AIM:
Write out the passage of the manufacturing growth post from "Still ahead of" up to and including "a longer-term trend.", keeping its words unchanged.
=== READING TEXT ===
Posted By Paul Tate, February 04, 2014 at 5:44 AM, in Category: Manufacturing Leadership Community
While manufacturing growth dipped in some nations during January, including the U.S., overall global industrial expansion remained strong for the start of 2014.
Still ahead of the 50 threshold that marks the difference between growth and expansion, the U.S. manufacturing Purchasing Managers’ Index (PMI) slumped to 51.3 last month, down from 56.5 in December, according to the latest figures from the Institute of Supply Management (ISM).
Many observers believe the particularly harsh, cold weather during January in many U.S. manufacturing heartlands had a significant impact on the results. PMI calculations have also been revised by the ISM this month to reflect seasonal factors. As the arctic freeze eases, it will be interesting to track U.S. performance in February to determine if the sudden dip in manufacturing activity is a sign of a longer-term trend.
Across the Atlantic meanwhile, January saw continued improvement in Europe’s factory fortunes. The 18-nation Eurozone manufacturing PMI rose strongly to 54 last month, up from 52.7 in December and the fastest growth rate since May 2011. New orders also expanded at the fastest pace for three years. Manufacturing employment across the region also moved into growth after two years of contraction – up from 49.9 in December to 51.0 last month.
In national terms, Germany’s manufacturing PMI figure led the Euro-pack with a 32-month high of 56.5; Spain hit a 45-month high of 52.2; France finally seems to be closing the gap to growth after months of contraction with a PMI just under the 50 mark at 49.3; and even financially-strapped Greece flipped into growth last month for the first time since 2009, with a PMI of 51.2.
=== PROVIDED DATA ===
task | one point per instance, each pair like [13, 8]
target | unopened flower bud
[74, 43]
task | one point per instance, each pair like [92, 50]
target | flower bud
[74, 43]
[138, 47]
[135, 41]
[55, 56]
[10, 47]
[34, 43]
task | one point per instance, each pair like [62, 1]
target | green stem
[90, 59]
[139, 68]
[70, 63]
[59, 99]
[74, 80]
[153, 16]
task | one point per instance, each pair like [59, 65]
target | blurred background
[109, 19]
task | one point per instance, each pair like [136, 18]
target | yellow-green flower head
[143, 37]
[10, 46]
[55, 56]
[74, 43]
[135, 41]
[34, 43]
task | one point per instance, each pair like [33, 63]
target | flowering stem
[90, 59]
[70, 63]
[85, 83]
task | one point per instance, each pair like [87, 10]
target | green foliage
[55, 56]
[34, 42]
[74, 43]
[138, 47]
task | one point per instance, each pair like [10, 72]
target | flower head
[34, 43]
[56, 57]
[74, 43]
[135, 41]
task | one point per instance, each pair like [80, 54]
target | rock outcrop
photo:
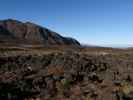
[13, 31]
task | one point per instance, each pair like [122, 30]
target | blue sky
[98, 22]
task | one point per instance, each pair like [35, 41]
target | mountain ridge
[28, 32]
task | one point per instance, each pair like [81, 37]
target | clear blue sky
[99, 22]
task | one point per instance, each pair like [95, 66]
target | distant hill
[17, 32]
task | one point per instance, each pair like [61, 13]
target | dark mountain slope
[14, 31]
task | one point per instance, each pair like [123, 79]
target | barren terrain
[66, 73]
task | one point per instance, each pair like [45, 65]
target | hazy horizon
[94, 22]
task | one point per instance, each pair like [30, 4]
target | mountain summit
[13, 31]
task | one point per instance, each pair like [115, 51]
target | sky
[92, 22]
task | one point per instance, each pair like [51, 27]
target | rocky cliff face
[19, 32]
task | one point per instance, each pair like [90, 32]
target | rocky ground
[66, 75]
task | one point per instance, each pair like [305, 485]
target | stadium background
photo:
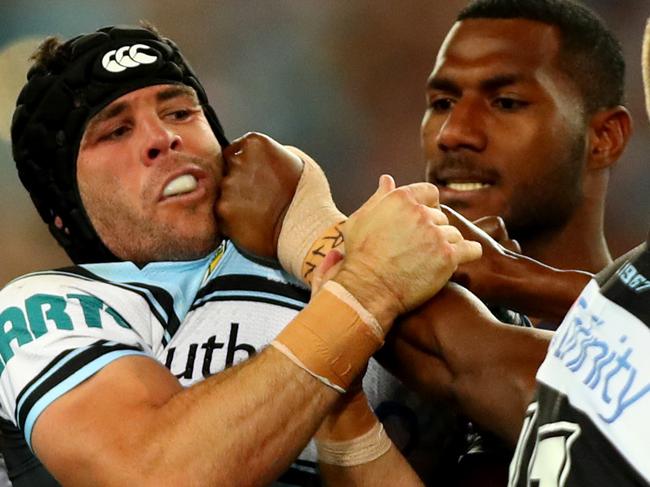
[343, 80]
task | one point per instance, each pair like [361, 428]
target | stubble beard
[544, 207]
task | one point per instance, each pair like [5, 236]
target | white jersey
[588, 425]
[197, 318]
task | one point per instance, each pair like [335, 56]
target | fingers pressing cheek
[326, 270]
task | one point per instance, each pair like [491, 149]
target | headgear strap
[53, 108]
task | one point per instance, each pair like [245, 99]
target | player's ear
[609, 131]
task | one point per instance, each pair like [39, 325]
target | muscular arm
[453, 348]
[133, 424]
[506, 278]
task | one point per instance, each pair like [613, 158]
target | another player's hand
[400, 249]
[479, 275]
[259, 183]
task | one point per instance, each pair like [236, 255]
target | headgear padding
[53, 108]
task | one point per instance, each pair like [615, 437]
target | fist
[400, 250]
[479, 275]
[260, 179]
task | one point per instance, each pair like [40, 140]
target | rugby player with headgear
[112, 370]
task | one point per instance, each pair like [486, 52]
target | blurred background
[343, 80]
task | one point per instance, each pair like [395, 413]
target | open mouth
[465, 185]
[183, 184]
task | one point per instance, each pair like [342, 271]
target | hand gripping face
[90, 71]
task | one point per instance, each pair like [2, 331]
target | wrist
===
ANSWER TO THIS PROBLEM:
Still ahead of the 50 threshold that marks the difference between growth and expansion, the U.S. manufacturing Purchasing Managers’ Index (PMI) slumped to 51.3 last month, down from 56.5 in December, according to the latest figures from the Institute of Supply Management (ISM).
Many observers believe the particularly harsh, cold weather during January in many U.S. manufacturing heartlands had a significant impact on the results. PMI calculations have also been revised by the ISM this month to reflect seasonal factors. As the arctic freeze eases, it will be interesting to track U.S. performance in February to determine if the sudden dip in manufacturing activity is a sign of a longer-term trend.